**** Extracted text ****

By Jessica Baron | Executive Director
Dear Amazing Supporter,
Thank you for believing in the power of music to shape and change lives. What your kindness has and can make possible is taking place right now in hospitals and homes all across the largest school district in California. Los Angeles Unified's school for homebound and hospitalized children sends 75 teachers out across 760 square miles to support and teach children who cannot leave their homes or hospitals for a wide range of reasons. But with your help, our faculty is training the faculty members from the Carlson Home Hospital School this fall, and we will be joining them to visit the children and families with music instruction!
The teachers are learning together how to adapt music making for access and inclusion. Through a free professional development training held every other Tuesday, each teacher who wishes to participate is learning to guide music according to what children can do, like, and need special help to accomplish. Our teaching artists are preparing to accompany the visiting teachers who request a short residency to see their students each week, collaboratively guiding the music.

**** Input data ****

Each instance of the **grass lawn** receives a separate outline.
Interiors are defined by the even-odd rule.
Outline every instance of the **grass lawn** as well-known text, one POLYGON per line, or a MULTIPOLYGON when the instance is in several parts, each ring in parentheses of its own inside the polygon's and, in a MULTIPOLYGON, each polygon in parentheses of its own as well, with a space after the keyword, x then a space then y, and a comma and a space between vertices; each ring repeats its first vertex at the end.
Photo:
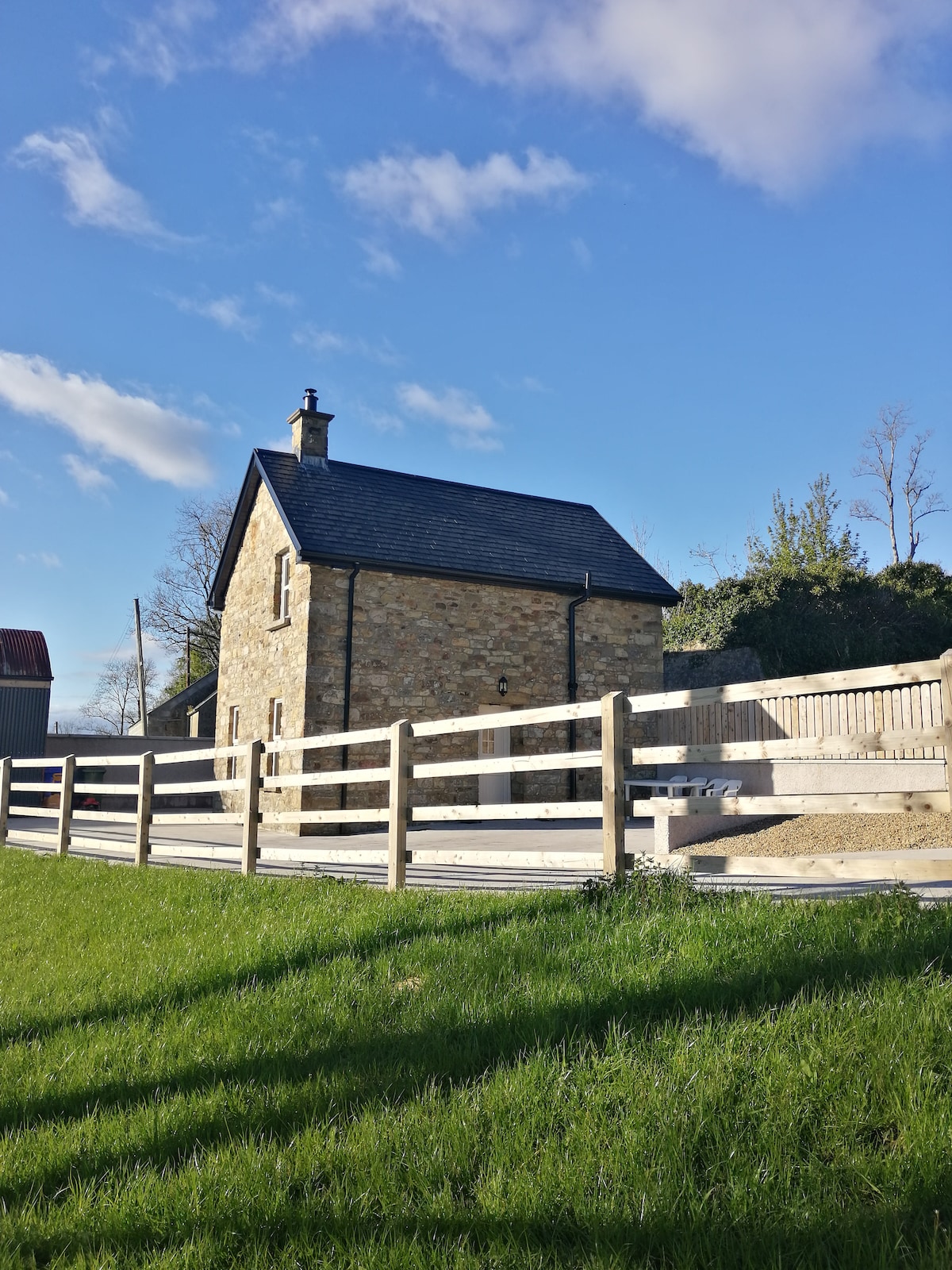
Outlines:
POLYGON ((947 1270, 951 942, 0 851, 0 1264, 947 1270))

****

_Exercise instructions_.
[1] How many teachers does the school for homebound and hospitalized children send out, according to the supporter letter?
[2] In the supporter letter, update everything from "By Jessica Baron" down to "with music instruction!" so that "Amazing" becomes "Wonderful".

_Solutions_.
[1] The school sends out 75 teachers.

[2]
By Jessica Baron | Executive Director
Dear Wonderful Supporter,
Thank you for believing in the power of music to shape and change lives. What your kindness has and can make possible is taking place right now in hospitals and homes all across the largest school district in California. Los Angeles Unified's school for homebound and hospitalized children sends 75 teachers out across 760 square miles to support and teach children who cannot leave their homes or hospitals for a wide range of reasons. But with your help, our faculty is training the faculty members from the Carlson Home Hospital School this fall, and we will be joining them to visit the children and families with music instruction!